Teks Sumber:
● ● ● ● ● ● ●

Membahas secara mendalam tentang ketidakmelekatan ini sesungguhnya bukan hanya sesuai untuk para anagarini, bhikkhu maupun samanera saja, namun juga cocok untuk para perumahtangga. Sebab, tidak melekat bukan berarti tidak boleh punya pasangan hidup. Tidak melekat itu bukan berarti tidak boleh punya kekayaan. Tidak melekat itu bukan berarti tidak boleh punya rumah, tidak punya mobil, tidak punya pekerjaan yang berhasil. Bukan demikian, bukan. Tidak melekat itu berarti siap menghadapi perubahan pada segala sesuatu yang dimiliki. Menerima perubahan itu sebagai kenyataan. Itulah kunci agar tidak melekat. Apabila sebagai perumah tangga yang mempunyai pasangan hidup, bisa saja dalam proses berjalannya waktu, pasangan hidup yang semula serasi menjadi kurang serasi. Ada beberapa perubahan sifat maupun perilaku yang diketemukan dalam diri pasangan tersebut. Tidak melekat berarti siap menghadapi perubahan. Kalau dahulu pasangan hidup bisa selalu harmonis, sekarang mungkin sering timbul percekcokan di antaranya. Hal ini hendaknya bisa diterima sebagai kenyataan. Menerima perubahan sebagai kenyataan inilah yang disebut sebagai tidak melekat. Tidak menuntut pasangan hidup harus seperti semula. Ia mungkin telah berubah. Demikian pula dengan masalah pekerjaan, kesehatan dlsb. Dahulu mungkin orang itu sehat dan lancar usahanya, namun, karena segalanya bisa berubah, ia kemudian menjadi sering sakit dan mundur usahanya. Namun, apabila seseorang bisa menyadari bahwa memang dalam dunia ini adalah merupakan hal yang wajar apabila ada untung- rugi, sehat-sakit dlsb, maka orang akan siap mental menghadapi perubahan. Menerima perubahan sebagai kenyataan yang tidak bisa ditolak. Inilah makna ketidakmelekatan.

● ● ● ● ● ● ●

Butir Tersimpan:

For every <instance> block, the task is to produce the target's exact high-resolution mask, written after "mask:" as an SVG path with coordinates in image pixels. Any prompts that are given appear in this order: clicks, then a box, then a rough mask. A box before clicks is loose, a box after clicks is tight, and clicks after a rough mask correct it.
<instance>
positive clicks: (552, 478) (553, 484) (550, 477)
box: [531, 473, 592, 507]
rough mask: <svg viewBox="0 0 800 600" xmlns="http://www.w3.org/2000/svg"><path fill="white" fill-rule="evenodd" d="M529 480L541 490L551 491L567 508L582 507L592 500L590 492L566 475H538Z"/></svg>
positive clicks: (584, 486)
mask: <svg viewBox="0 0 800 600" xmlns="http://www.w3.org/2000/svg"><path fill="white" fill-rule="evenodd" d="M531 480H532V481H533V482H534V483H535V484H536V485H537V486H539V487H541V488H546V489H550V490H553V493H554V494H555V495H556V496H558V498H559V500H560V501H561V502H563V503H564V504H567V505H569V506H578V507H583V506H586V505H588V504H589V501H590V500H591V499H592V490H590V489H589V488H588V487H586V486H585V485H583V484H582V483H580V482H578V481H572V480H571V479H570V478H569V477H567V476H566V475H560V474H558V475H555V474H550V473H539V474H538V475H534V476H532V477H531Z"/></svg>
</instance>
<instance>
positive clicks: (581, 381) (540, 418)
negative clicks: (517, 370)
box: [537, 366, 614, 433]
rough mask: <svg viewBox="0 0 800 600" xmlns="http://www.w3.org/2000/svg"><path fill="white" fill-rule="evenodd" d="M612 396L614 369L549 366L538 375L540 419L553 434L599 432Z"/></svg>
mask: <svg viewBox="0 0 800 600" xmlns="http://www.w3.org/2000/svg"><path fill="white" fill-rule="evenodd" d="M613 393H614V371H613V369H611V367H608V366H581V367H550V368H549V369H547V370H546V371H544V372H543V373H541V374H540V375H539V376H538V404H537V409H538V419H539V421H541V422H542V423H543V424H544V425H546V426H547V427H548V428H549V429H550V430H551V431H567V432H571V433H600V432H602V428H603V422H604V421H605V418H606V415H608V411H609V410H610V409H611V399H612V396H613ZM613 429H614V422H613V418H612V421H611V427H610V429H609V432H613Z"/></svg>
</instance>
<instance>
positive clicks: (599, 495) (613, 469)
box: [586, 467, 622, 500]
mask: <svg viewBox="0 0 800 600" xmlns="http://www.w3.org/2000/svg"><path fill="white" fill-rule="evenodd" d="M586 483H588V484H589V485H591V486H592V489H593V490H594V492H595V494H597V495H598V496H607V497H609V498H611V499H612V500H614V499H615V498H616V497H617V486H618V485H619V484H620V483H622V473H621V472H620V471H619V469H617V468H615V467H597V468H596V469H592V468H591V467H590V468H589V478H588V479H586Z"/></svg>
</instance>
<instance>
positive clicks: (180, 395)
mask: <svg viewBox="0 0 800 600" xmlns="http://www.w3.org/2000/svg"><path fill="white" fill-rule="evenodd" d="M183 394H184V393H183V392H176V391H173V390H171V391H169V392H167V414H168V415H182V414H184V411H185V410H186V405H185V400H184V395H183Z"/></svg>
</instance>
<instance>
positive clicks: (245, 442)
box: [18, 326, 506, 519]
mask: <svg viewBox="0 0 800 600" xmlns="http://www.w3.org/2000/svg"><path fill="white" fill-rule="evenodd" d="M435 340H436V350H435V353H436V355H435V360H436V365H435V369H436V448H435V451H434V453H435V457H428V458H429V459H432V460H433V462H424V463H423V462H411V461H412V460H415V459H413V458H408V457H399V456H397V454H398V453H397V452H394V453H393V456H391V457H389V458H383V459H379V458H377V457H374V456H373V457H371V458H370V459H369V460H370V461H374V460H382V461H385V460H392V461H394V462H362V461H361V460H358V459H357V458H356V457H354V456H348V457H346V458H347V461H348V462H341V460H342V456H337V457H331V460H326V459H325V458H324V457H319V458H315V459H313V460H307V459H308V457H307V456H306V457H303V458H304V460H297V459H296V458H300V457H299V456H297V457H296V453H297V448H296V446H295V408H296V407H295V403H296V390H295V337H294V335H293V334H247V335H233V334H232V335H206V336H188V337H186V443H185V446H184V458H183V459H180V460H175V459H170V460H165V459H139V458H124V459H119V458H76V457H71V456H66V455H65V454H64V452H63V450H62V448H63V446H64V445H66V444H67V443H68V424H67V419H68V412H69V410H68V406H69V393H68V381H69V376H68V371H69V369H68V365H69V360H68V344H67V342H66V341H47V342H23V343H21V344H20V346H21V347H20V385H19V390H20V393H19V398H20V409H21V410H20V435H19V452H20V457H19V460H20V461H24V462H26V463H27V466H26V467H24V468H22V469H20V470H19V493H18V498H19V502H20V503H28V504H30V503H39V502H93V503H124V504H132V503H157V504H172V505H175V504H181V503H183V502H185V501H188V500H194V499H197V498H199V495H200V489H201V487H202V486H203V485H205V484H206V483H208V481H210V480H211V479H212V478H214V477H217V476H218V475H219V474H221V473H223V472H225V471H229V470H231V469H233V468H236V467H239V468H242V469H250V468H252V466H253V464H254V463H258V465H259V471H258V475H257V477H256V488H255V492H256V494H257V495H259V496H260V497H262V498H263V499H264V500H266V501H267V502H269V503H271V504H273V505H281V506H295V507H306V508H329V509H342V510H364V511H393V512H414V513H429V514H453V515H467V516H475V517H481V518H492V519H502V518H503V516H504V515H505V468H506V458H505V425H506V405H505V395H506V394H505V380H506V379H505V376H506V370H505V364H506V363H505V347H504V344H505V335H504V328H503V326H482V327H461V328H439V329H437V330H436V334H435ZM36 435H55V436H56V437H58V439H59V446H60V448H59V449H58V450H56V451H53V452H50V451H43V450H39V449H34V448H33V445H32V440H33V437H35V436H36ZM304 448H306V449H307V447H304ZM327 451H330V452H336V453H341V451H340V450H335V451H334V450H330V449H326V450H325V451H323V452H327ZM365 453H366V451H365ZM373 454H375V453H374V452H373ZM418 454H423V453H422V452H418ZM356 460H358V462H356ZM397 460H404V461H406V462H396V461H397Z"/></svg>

● ● ● ● ● ● ●

Butir Tindakan:
Jawablah pertanyaan berikut berdasarkan teks tentang ketidakmelekatan.
(a) Selain para perumahtangga, siapa saja yang disebut cocok dengan pembahasan ketidakmelekatan?
(b) Apa yang disebut sebagai kunci agar tidak melekat?
(c) Pasangan hal apa saja yang disebut wajar ada dalam dunia ini?

Tugas Selesai:
(a) Para anagarini, bhikkhu, dan samanera.
(b) Menerima perubahan sebagai kenyataan.
(c) Untung-rugi dan sehat-sakit.